(Rows from a box labeling dataset)
__________
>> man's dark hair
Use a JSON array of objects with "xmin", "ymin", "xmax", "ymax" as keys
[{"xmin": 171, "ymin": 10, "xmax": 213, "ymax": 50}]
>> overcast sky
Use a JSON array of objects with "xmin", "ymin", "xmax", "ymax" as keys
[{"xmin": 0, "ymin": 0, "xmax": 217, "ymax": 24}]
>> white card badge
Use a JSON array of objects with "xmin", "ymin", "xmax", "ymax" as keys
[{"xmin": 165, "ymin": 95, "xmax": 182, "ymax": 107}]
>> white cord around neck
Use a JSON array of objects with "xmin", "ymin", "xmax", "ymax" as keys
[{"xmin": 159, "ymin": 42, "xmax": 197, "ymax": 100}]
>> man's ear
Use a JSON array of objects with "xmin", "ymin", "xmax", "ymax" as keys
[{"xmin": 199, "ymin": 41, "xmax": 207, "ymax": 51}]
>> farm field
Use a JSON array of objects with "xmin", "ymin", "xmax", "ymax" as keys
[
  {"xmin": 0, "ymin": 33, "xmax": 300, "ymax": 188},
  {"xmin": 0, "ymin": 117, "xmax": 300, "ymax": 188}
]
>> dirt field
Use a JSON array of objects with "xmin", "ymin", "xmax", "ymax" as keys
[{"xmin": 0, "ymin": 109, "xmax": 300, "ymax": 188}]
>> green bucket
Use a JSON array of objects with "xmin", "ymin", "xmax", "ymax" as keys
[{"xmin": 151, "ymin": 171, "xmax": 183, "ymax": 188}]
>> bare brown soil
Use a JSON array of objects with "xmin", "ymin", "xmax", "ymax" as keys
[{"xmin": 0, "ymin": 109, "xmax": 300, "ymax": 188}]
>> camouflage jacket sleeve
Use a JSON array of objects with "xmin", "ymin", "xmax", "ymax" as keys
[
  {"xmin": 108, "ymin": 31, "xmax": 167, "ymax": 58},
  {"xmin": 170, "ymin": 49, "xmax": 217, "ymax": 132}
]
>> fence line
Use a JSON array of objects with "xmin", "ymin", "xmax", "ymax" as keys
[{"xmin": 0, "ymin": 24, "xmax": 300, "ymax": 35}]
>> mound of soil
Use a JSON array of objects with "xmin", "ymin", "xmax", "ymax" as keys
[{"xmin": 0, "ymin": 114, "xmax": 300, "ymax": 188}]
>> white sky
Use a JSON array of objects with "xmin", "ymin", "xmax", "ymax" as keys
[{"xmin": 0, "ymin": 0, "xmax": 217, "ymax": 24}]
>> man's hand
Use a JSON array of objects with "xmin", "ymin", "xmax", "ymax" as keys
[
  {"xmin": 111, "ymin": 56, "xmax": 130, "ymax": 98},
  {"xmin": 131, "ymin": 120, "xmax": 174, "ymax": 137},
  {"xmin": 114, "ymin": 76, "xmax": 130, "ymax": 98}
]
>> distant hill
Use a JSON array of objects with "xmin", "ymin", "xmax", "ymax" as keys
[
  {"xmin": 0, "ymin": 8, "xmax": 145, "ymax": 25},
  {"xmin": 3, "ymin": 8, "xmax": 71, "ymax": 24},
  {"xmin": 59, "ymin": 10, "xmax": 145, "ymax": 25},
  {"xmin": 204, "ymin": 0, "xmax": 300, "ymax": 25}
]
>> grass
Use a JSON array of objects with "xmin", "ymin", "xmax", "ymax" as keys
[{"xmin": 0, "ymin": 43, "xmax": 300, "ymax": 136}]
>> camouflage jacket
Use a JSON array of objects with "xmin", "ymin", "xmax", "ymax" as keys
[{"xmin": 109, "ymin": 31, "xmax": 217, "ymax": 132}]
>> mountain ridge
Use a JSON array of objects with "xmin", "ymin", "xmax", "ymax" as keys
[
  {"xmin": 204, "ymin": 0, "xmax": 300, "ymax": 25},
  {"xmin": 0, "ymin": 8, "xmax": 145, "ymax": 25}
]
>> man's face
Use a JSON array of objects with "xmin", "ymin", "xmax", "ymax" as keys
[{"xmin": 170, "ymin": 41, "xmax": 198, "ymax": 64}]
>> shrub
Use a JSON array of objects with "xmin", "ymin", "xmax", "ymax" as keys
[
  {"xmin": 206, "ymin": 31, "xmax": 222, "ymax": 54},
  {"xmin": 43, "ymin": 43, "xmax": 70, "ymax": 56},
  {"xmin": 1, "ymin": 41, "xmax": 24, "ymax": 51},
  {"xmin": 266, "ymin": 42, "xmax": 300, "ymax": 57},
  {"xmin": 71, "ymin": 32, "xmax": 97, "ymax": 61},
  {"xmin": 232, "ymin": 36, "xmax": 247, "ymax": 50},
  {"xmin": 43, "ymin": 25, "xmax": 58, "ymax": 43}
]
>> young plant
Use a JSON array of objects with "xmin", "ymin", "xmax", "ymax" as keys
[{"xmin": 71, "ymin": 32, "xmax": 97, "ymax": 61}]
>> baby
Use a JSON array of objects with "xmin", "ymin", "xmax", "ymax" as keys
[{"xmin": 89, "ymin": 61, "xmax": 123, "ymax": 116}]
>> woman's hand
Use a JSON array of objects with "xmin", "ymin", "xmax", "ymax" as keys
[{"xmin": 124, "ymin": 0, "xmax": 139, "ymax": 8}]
__________
Instructions to follow: Collect every line of the listing above that contains the string "white", matching case exactly.

Task solution:
>> white card badge
>> white cord around neck
>> white sky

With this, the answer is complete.